→ **TEXT UNDER STUDY**
News | January 25, 2012

UH Case Medical Center Among First to Enroll for Drug-Eluting Balloon Trial

January 25, 2012 — Physicians at University Hospitals (UH) Case Medical Center enrolled their first patient in LEVANT 2, a global, multicenter, randomized clinical trial evaluating the safety and efficacy of the Moxy drug-coated balloon for the treatment of peripheral arterial disease (PAD). 

Co-investigators Sahil Parkih, M.D., Michael Cunningham M.D., and Vikram Kashyap, M.D., with UH Harrington-McLaughlin Heart and Vascular Institute at UH Case Medical Center were the first physicians to successfully implant the device in a patient. 

LEVANT 2, sponsored by medical device manufacturer Lutonix Inc. is the first drug-coated balloon pivotal trial to be approved by the U.S. Food and Drug Administration (FDA). UH Case Medical Center is one of 55 centers around the world participating in the trial, which is expected to randomize 476 patients with diseased femoropopliteal leg arteries.

The trial will investigate whether the Moxy balloon is more effective than standard angioplasty at keeping leg arteries open and free from re-blockage over time.

“The drug coated balloon is a novel approach for treating PAD – traditional therapies required bypass surgery, but as minimally invasive techniques have evolved, we have been able to offer procedures such as angioplasty and stent placement in the legs,” said Parikh, a cardiovascular medicine specialist with UH Case Medical Center, and assistant professor at Case Western Reserve University School of Medicine. “The problem has been that these treatments have been hampered by renarrowing due to the in-growth of scar tissue into the arteries known as restenosis.”

According to Parikh, the latest drug-coating technology for balloons was adapted from concepts applied to medicated stents during heart catheterizations.

“The advantage of a drug-coated balloon is that it does not require the placement of a stent to be effective, and we believe, will prove to be an excellent alternative therapy to surgical bypass, especially points of flexion in the leg or at the knee, where placement of a metal stent would possibly lead to ultimate fracture of the stent,” Parikh said.

LEVANT 2 is the largest randomized peripheral drug-coated balloon clinical trial to date, and one of the largest peripheral vascular studies ever conducted. Currently, University Hospitals ranks as the highest-enrolling site in the region as well as among the top 10 in the world. 

Randomized patients in LEVANT 2 will be followed for a total of five years and independent core laboratories will be utilized to verify trial outcomes.  The primary safety endpoint is a composite of freedom from all-cause peri-operative death and freedom at one year from amputation, re-intervention and death.  The primary efficacy endpoint is primary patency at one year. 

Drug-coated balloons are similar to standard angioplasty balloons except they are coated with an anti-restenotic drug aimed at preventing the artery from becoming blocked again.  During the procedure, the Moxy balloon is inserted inside the narrowed area of the artery and then inflated to open the blockage and deliver the drug to the artery.  After this short inflation, the balloon is removed from the body, leaving nothing but the drug behind in the artery.

LEVANT 2 is a follow-on trial to LEVANT 1, which was a 101-patient multicenter randomized trial.  Patients either received the Moxy balloon or standard angioplasty for the treatment of diseased femoropopliteal arteries.  Based on the success and positive results of the LEVANT 1 trial, LEVANT 2 was designed to investigate the device in a larger patient population.

→ **Data excerpts**
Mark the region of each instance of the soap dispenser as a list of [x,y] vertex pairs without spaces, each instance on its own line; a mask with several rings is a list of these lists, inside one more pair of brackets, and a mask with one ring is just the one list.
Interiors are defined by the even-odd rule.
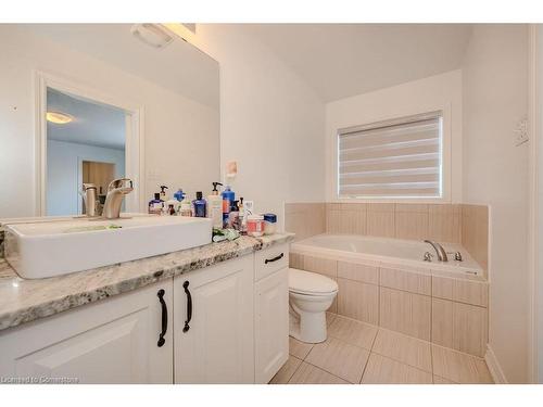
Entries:
[[149,201],[149,213],[153,215],[162,215],[164,211],[164,201],[161,200],[160,192],[154,194],[154,200]]
[[213,182],[213,190],[207,196],[207,217],[212,219],[213,227],[223,228],[223,196],[218,194],[217,186],[223,186],[220,182]]
[[164,202],[167,201],[167,196],[166,196],[166,191],[168,188],[166,186],[161,186],[161,200],[163,200]]
[[206,217],[207,202],[203,199],[201,191],[197,192],[197,199],[192,201],[192,216],[198,218]]
[[223,191],[223,224],[228,226],[228,217],[230,214],[230,206],[236,199],[236,193],[230,189],[230,186],[225,186]]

→ **TASK TO CARRY OUT**
Return the passage of the article on the drug-coated balloon trial from "January 25, 2012 —" up to and including "femoropopliteal leg arteries.", word for word. The data here was taken from a separate source.

→ **EXPECTED ANSWER**
January 25, 2012 — Physicians at University Hospitals (UH) Case Medical Center enrolled their first patient in LEVANT 2, a global, multicenter, randomized clinical trial evaluating the safety and efficacy of the Moxy drug-coated balloon for the treatment of peripheral arterial disease (PAD). 

Co-investigators Sahil Parkih, M.D., Michael Cunningham M.D., and Vikram Kashyap, M.D., with UH Harrington-McLaughlin Heart and Vascular Institute at UH Case Medical Center were the first physicians to successfully implant the device in a patient. 

LEVANT 2, sponsored by medical device manufacturer Lutonix Inc. is the first drug-coated balloon pivotal trial to be approved by the U.S. Food and Drug Administration (FDA). UH Case Medical Center is one of 55 centers around the world participating in the trial, which is expected to randomize 476 patients with diseased femoropopliteal leg arteries.